-- Opening Marker --

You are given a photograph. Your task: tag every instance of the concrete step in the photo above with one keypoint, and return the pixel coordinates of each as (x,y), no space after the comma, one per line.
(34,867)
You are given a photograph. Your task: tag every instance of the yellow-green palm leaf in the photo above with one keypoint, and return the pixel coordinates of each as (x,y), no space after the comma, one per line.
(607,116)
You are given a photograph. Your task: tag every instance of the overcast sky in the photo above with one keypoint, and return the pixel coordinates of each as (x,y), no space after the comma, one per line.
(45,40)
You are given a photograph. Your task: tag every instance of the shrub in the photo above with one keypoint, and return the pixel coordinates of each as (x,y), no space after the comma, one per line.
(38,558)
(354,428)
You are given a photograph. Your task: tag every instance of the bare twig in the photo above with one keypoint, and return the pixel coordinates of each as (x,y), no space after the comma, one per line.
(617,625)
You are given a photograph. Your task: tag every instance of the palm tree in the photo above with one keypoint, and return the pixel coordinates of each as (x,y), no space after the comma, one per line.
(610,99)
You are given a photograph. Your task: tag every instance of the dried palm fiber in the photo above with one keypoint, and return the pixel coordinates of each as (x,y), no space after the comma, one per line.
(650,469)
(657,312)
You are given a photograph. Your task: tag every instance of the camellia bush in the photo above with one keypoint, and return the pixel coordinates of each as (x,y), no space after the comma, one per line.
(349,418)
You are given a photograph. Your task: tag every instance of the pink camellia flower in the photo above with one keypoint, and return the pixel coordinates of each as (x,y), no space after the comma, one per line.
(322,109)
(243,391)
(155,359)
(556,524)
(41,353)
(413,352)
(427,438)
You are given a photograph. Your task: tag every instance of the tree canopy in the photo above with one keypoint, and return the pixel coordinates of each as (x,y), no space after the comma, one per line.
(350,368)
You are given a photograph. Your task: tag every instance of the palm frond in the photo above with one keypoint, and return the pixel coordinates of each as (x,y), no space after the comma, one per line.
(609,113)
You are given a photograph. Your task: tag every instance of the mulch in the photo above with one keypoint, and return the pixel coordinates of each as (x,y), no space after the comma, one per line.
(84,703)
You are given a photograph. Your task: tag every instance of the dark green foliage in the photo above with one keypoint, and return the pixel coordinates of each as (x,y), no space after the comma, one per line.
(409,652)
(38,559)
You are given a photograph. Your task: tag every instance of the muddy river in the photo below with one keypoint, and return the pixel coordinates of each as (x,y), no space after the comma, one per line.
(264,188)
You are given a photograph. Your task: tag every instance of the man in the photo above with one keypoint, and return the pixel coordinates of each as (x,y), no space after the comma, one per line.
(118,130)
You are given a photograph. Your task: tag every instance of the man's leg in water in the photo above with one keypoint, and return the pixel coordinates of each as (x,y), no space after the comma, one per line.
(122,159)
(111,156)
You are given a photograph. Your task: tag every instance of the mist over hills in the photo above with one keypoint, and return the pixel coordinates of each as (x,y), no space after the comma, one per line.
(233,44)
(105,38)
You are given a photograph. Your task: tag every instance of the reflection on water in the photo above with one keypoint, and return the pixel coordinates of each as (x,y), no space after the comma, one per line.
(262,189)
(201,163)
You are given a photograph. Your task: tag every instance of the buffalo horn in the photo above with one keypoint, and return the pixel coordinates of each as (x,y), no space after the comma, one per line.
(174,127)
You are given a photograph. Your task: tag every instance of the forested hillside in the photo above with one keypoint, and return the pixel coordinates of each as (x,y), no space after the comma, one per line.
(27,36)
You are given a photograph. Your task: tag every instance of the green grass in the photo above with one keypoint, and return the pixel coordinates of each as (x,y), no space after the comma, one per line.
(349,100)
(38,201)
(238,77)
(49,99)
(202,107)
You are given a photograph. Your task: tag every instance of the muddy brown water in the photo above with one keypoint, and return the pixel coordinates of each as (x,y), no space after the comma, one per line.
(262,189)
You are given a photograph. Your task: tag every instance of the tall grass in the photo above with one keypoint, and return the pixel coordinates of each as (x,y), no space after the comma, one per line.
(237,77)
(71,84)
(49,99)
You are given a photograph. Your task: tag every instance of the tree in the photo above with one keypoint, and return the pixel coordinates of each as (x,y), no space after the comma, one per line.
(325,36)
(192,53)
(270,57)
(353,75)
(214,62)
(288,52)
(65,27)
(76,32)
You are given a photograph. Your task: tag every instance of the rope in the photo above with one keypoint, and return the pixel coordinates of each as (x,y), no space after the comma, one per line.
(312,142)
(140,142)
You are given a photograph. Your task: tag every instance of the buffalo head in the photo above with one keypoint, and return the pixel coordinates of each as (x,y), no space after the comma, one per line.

-- Closing Marker --

PROBLEM STATEMENT → Please return, exactly as written, the line containing "of the tall" and every line after it through the end of the records above, and nothing else.

EXPECTED OUTPUT →
You are given a photograph. Your task: tag every instance of the tall grass in the photo above with one keypoint, and return the pixel coordinates of each as (x,y), no space after the comma, one per line.
(237,77)
(71,84)
(49,99)
You are given a photograph. Your task: tag every instance of the tree in the photo above with one keypoint, and return the pixel coordinates of each as (x,y), no space after the comma, one per line.
(325,36)
(192,53)
(270,57)
(353,75)
(214,62)
(288,52)
(65,27)
(76,32)
You are given a photograph. Your task: tag every instance of the rope in the photo above with one keypoint, and return the pixel coordinates of each as (x,y), no space after the comma, one per line.
(312,142)
(140,142)
You are given a photograph. Your task: tag every instance of the buffalo head in the photo above with one keypoint, and return the pixel coordinates of each as (x,y), no space after the comma, one per line.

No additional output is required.